··· Entries shown

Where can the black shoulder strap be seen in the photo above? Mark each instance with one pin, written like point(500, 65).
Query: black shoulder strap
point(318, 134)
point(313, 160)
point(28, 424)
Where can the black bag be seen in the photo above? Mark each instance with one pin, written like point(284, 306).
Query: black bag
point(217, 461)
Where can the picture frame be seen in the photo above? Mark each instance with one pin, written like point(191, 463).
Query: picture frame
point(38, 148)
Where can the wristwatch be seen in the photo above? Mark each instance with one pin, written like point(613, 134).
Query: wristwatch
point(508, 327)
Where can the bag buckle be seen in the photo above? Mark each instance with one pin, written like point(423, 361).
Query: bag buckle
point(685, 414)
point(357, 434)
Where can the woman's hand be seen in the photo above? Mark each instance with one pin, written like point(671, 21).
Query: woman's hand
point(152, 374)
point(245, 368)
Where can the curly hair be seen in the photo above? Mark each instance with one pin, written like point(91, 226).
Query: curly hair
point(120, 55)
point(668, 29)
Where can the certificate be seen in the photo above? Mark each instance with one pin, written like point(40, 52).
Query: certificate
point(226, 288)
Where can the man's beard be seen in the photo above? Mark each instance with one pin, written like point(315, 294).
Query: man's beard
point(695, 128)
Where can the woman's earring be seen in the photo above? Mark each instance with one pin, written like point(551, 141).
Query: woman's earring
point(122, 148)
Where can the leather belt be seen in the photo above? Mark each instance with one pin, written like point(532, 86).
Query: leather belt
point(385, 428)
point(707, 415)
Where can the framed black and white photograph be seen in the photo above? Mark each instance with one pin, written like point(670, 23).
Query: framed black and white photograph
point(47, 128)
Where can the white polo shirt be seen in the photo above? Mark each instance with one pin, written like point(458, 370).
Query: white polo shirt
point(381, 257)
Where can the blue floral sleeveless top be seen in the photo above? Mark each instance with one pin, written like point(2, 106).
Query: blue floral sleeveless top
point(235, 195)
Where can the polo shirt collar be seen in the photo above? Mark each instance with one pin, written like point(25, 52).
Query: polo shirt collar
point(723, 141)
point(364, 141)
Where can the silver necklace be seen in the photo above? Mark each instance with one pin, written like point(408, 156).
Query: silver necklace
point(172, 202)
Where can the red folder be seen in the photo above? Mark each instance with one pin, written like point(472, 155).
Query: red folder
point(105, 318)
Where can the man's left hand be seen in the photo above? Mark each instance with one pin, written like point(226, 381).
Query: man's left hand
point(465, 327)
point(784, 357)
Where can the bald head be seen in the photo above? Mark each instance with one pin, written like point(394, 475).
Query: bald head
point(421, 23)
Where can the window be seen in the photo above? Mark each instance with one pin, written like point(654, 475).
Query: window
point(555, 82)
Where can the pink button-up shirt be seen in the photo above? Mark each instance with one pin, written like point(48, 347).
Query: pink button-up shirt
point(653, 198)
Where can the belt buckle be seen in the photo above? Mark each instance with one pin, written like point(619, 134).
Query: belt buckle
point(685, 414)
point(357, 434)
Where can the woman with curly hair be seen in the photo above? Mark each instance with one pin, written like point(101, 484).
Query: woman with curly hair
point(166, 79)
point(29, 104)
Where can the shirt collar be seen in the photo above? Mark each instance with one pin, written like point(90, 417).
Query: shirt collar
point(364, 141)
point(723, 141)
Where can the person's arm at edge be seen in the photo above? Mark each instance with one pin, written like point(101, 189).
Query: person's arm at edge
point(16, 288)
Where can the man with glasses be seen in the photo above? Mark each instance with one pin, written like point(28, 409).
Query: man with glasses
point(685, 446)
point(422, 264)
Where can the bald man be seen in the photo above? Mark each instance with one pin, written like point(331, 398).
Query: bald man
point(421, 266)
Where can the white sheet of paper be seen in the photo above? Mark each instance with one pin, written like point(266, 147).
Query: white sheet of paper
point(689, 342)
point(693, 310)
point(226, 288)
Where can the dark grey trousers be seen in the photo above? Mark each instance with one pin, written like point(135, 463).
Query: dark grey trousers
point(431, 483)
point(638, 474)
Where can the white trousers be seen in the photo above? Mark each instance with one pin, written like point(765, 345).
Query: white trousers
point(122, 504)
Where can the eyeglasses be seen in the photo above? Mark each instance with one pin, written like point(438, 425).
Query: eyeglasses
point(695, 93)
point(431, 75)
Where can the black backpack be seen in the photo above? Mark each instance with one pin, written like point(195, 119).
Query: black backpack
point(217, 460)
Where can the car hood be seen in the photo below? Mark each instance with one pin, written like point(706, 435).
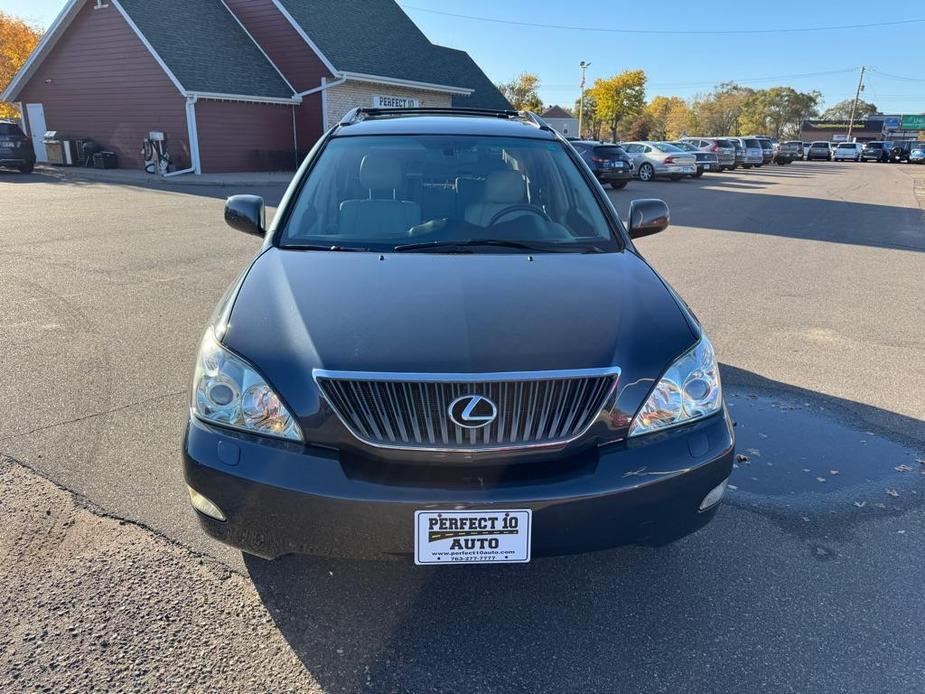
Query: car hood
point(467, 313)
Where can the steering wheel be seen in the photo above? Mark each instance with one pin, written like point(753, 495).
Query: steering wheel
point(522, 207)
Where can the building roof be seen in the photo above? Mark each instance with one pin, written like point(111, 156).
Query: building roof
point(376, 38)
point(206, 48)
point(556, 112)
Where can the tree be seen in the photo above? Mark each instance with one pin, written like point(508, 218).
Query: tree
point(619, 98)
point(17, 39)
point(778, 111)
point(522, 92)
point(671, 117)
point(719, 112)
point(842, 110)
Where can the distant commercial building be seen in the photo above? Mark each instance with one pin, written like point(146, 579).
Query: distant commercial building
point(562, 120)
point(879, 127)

······
··· Entries shown

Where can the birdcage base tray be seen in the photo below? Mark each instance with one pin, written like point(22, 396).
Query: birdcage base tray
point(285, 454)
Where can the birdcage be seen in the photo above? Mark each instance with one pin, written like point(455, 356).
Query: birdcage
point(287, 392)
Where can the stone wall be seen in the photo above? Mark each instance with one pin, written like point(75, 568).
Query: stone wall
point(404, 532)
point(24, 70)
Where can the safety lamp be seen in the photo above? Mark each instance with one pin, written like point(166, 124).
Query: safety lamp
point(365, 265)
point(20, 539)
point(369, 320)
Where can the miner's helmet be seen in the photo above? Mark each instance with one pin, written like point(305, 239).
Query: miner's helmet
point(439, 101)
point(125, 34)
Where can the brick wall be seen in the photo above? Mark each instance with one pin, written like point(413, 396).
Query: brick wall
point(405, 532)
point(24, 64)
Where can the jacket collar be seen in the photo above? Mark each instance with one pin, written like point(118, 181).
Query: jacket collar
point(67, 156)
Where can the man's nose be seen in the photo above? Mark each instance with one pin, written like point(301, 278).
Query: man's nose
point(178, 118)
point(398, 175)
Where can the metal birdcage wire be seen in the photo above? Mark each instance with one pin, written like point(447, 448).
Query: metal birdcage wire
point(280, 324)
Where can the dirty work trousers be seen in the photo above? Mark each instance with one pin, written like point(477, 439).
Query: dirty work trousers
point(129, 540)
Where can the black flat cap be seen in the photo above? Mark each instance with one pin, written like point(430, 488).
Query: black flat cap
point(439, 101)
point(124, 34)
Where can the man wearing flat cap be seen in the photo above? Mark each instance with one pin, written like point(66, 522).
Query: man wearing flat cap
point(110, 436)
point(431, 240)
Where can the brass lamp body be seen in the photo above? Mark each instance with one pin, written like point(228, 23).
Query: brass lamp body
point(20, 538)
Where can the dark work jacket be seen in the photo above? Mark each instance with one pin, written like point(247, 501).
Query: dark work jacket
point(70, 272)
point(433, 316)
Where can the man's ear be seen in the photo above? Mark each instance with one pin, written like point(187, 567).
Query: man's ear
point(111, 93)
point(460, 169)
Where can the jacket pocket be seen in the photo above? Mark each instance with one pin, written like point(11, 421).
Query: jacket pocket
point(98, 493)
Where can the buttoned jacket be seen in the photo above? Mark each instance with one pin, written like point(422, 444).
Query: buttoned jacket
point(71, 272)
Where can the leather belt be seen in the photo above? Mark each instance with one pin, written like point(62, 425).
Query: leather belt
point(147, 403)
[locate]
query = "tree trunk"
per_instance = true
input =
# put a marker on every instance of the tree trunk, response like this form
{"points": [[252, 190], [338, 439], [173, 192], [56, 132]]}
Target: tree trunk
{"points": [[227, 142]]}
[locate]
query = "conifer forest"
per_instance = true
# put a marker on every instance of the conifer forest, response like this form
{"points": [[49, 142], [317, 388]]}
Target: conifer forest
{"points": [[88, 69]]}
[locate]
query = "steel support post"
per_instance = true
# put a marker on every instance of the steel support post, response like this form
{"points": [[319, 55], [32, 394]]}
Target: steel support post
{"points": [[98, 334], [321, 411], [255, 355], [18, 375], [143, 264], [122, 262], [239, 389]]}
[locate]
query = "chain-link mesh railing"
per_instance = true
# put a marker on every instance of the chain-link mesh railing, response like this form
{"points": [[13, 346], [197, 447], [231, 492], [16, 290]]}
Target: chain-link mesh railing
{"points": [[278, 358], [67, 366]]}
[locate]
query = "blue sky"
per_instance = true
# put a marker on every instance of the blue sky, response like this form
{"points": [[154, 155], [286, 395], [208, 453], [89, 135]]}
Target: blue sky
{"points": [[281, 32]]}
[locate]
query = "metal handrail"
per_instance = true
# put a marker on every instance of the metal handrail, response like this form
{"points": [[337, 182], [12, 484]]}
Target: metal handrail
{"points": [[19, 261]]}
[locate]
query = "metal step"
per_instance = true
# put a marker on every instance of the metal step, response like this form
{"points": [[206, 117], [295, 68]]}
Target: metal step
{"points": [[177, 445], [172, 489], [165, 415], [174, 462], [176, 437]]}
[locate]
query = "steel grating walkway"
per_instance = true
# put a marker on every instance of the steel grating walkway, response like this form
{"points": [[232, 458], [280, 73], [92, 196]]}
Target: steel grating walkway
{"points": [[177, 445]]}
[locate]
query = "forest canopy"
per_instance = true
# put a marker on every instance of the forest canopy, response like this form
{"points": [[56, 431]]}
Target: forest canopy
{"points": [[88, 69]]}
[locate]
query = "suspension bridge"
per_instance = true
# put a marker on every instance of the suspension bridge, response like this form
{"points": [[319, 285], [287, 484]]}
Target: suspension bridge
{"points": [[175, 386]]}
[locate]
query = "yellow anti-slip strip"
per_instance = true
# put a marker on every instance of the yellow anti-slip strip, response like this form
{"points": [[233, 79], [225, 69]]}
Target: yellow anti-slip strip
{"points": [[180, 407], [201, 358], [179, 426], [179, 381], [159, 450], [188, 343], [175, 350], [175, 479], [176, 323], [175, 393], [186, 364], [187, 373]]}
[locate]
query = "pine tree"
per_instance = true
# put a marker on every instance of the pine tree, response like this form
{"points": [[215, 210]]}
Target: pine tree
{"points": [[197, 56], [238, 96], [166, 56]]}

······

Your objective: Could you lay out the rows from the line with "Where can the building" to the line with "point(556, 112)", both ends included, as a two-column CSV with the columns text and answer? Put each row on its own CSV line, quote every field, and turn any line breaks into spaces.

Exercise answer:
text,answer
"Where can the building roof be seen in the photo above? Mark each instance with one pin, written like point(111, 156). Query: building roof","point(376, 38) point(206, 48) point(556, 112)"